• WHAT YOU SHOULD DO: Print the records again, character for character.

● ● ●

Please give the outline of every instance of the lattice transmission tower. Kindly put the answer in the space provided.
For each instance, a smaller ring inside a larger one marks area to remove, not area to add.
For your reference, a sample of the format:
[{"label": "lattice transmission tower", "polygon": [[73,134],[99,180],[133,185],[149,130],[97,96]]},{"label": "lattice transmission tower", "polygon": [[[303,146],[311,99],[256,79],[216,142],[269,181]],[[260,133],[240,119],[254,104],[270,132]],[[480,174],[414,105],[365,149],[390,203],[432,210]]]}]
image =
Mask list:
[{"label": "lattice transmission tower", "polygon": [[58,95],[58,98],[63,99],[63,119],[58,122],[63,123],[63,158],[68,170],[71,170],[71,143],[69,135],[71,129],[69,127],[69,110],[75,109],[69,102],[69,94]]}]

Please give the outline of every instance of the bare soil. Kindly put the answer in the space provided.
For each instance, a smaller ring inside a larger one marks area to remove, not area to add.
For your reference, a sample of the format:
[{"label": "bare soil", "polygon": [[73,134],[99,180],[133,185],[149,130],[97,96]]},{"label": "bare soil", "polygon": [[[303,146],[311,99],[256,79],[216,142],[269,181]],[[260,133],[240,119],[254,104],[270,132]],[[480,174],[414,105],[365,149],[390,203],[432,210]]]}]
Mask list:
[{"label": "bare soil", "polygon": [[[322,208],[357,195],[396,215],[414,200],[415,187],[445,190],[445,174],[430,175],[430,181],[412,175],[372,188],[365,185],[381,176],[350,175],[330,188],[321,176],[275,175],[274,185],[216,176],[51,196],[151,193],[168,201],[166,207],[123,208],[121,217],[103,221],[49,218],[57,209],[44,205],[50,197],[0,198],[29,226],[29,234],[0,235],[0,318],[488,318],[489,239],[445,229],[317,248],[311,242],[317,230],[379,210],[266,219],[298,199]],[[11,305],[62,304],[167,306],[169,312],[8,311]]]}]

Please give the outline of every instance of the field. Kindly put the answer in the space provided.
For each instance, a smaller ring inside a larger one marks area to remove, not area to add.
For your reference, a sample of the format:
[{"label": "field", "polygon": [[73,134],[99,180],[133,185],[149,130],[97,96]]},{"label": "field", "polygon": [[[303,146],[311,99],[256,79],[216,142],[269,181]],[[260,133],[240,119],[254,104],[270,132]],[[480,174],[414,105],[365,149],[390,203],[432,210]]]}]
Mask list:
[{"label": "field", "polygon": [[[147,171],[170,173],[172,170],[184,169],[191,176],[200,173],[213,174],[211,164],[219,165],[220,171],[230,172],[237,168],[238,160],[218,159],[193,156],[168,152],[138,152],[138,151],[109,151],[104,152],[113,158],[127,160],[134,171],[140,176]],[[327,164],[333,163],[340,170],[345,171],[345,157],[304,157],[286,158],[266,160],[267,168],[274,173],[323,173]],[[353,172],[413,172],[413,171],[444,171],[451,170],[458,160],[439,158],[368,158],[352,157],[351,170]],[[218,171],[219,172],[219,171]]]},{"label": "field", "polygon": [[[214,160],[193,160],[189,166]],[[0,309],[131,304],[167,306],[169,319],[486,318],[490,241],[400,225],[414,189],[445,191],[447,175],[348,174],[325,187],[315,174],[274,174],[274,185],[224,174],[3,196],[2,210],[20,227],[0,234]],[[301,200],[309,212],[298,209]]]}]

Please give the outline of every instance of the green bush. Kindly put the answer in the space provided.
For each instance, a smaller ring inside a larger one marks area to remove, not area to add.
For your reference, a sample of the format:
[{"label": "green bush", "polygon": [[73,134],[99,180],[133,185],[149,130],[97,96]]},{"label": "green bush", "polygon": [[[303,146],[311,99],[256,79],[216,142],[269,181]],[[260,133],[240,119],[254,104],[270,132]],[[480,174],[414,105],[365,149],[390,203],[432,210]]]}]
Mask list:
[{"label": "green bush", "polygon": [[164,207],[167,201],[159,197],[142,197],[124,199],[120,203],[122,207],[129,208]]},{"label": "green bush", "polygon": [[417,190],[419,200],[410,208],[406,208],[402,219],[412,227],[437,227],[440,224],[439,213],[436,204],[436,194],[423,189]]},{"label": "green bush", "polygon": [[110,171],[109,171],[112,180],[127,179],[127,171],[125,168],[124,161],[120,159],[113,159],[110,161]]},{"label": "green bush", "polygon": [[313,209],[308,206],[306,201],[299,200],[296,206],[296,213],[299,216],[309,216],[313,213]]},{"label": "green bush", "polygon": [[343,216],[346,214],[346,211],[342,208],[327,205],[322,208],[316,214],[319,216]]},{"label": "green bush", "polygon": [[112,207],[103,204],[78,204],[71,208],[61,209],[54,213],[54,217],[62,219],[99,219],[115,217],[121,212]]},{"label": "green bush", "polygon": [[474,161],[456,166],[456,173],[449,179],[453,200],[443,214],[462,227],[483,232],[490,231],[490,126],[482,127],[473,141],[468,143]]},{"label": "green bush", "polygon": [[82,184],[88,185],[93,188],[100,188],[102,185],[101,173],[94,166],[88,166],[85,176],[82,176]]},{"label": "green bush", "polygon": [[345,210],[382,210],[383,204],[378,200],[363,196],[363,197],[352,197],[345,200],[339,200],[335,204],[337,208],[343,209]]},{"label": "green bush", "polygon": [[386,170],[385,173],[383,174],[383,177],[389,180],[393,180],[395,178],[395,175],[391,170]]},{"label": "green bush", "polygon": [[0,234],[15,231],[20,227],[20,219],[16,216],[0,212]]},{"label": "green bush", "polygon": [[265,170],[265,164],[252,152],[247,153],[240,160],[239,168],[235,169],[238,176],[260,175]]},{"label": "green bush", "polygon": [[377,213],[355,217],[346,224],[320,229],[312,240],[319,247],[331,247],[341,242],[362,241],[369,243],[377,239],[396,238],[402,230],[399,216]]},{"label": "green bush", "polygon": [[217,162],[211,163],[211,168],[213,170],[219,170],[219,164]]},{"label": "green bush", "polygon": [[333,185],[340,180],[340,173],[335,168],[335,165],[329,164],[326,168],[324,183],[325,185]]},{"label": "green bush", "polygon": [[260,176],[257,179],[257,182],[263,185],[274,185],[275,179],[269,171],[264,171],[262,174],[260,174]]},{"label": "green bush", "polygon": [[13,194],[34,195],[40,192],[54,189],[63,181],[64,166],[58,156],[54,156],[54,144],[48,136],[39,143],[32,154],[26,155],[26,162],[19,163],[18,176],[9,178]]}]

● ● ●

• RESPONSE BELOW:
Please give the outline of every instance of the lattice transmission tower. Kindly put the answer in the space provided.
For each instance, a smaller ring inside a larger one marks area to remove, not area to add.
For your reference, a sample of the format:
[{"label": "lattice transmission tower", "polygon": [[73,134],[99,180],[133,185],[149,130],[97,96]]},{"label": "lattice transmission tower", "polygon": [[[303,146],[311,99],[256,79],[216,142],[269,181]],[[260,133],[240,119],[254,104],[270,132]],[[480,174],[414,105],[365,149],[390,203],[432,210]]]}]
image =
Mask list:
[{"label": "lattice transmission tower", "polygon": [[58,95],[58,98],[63,99],[63,119],[58,122],[63,123],[63,158],[68,170],[71,170],[71,143],[69,135],[71,129],[69,127],[69,110],[75,109],[69,102],[69,94]]}]

Please give the outline of every instance of the bare soil. Kindly put the answer in the space provided.
For each instance, a smaller ring inside a larger one marks area to remove, not area to add.
For your reference, a sample of the format:
[{"label": "bare soil", "polygon": [[73,134],[99,180],[133,185],[149,130],[97,96]]},{"label": "bare soil", "polygon": [[[303,146],[311,99],[256,79],[216,142],[269,181]],[[260,133],[240,119],[254,104],[270,132]],[[480,174],[414,105],[365,149],[390,203],[432,210]]]}]
Mask list:
[{"label": "bare soil", "polygon": [[[322,208],[357,195],[396,215],[414,200],[415,187],[445,190],[445,174],[430,175],[430,181],[412,175],[372,188],[365,185],[381,176],[350,175],[330,188],[321,176],[275,175],[274,185],[216,176],[51,196],[151,193],[168,201],[166,207],[123,208],[121,217],[103,221],[49,218],[57,209],[44,205],[50,197],[0,198],[29,226],[29,234],[0,235],[0,318],[488,318],[489,239],[445,229],[317,248],[311,242],[317,230],[379,210],[266,219],[298,199]],[[11,305],[62,304],[167,306],[169,312],[8,311]]]}]

Please give the outline of every instance of the field. Kindly put the answer in the space provided.
For each instance, a smaller ring inside a larger one marks area to remove, not area to add.
For your reference, a sample of the format:
[{"label": "field", "polygon": [[73,134],[99,180],[133,185],[149,130],[97,96]]},{"label": "field", "polygon": [[[303,146],[311,99],[256,79],[216,142],[269,181]],[[260,133],[240,119],[254,104],[270,132]],[[480,174],[414,105],[365,149],[390,203],[432,210]]]}]
Mask list:
[{"label": "field", "polygon": [[[147,171],[170,173],[172,170],[184,169],[191,176],[200,173],[213,174],[211,164],[219,165],[220,171],[230,172],[237,168],[238,160],[218,159],[193,156],[168,152],[138,152],[138,151],[109,151],[104,152],[113,158],[127,160],[134,171],[140,176]],[[327,164],[333,163],[340,170],[345,171],[345,157],[304,157],[286,158],[266,160],[267,168],[274,173],[323,173]],[[353,172],[413,172],[413,171],[444,171],[451,170],[458,160],[439,158],[368,158],[352,157],[351,170]],[[218,171],[219,172],[219,171]]]},{"label": "field", "polygon": [[[214,160],[193,160],[189,166]],[[0,309],[131,304],[167,306],[169,319],[486,318],[490,241],[400,225],[414,189],[445,191],[447,175],[348,174],[325,187],[315,174],[274,174],[274,185],[224,174],[3,196],[2,210],[20,227],[0,234]],[[301,200],[309,212],[298,209]]]}]

Please give the outline of every instance of the green bush. Kindly put the answer in the space provided.
For each instance, a smaller ring inside a larger one marks area to remove, not area to add.
For your reference, a sample of the format:
[{"label": "green bush", "polygon": [[73,134],[99,180],[133,185],[149,130],[97,96]]},{"label": "green bush", "polygon": [[[303,146],[311,99],[256,79],[216,142],[269,181]],[[260,133],[240,119],[254,104],[270,132]],[[480,174],[414,105],[365,149],[390,203],[432,210]]]}]
Mask list:
[{"label": "green bush", "polygon": [[164,207],[167,201],[159,197],[142,197],[124,199],[120,203],[122,207],[129,208]]},{"label": "green bush", "polygon": [[417,190],[419,200],[410,208],[406,208],[402,219],[412,227],[437,227],[440,224],[439,213],[436,204],[436,194],[423,189]]},{"label": "green bush", "polygon": [[110,171],[109,171],[112,180],[127,179],[127,171],[125,168],[124,161],[120,159],[113,159],[110,161]]},{"label": "green bush", "polygon": [[313,209],[308,206],[306,201],[299,200],[296,206],[296,213],[299,216],[309,216],[313,213]]},{"label": "green bush", "polygon": [[343,216],[346,214],[346,211],[342,208],[327,205],[322,208],[316,214],[319,216]]},{"label": "green bush", "polygon": [[112,207],[103,204],[78,204],[71,208],[61,209],[54,213],[54,217],[62,219],[99,219],[115,217],[121,212]]},{"label": "green bush", "polygon": [[474,161],[456,166],[456,173],[449,179],[453,200],[443,214],[462,227],[483,232],[490,231],[490,126],[482,127],[473,141],[468,143]]},{"label": "green bush", "polygon": [[82,184],[88,185],[93,188],[100,188],[102,185],[101,173],[94,166],[88,166],[85,176],[82,176]]},{"label": "green bush", "polygon": [[345,210],[382,210],[383,204],[378,200],[363,196],[363,197],[352,197],[345,200],[339,200],[335,204],[337,208],[343,209]]},{"label": "green bush", "polygon": [[386,170],[385,173],[383,174],[383,177],[389,180],[393,180],[395,178],[395,175],[391,170]]},{"label": "green bush", "polygon": [[0,234],[15,231],[20,227],[20,219],[16,216],[0,212]]},{"label": "green bush", "polygon": [[265,170],[265,164],[252,152],[247,153],[240,160],[239,168],[235,169],[238,176],[260,175]]},{"label": "green bush", "polygon": [[377,213],[355,217],[346,224],[320,229],[312,240],[319,247],[331,247],[341,242],[362,241],[369,243],[377,239],[396,238],[402,230],[399,216]]},{"label": "green bush", "polygon": [[217,162],[211,163],[211,168],[213,170],[219,170],[219,164]]},{"label": "green bush", "polygon": [[333,185],[340,180],[340,173],[335,168],[335,165],[329,164],[326,168],[324,183],[325,185]]},{"label": "green bush", "polygon": [[260,176],[257,179],[257,182],[263,185],[274,185],[275,179],[269,171],[264,171],[262,174],[260,174]]},{"label": "green bush", "polygon": [[13,194],[34,195],[40,192],[54,189],[63,181],[64,166],[58,156],[54,156],[54,144],[48,136],[39,143],[32,154],[26,155],[26,162],[19,163],[18,176],[9,178]]}]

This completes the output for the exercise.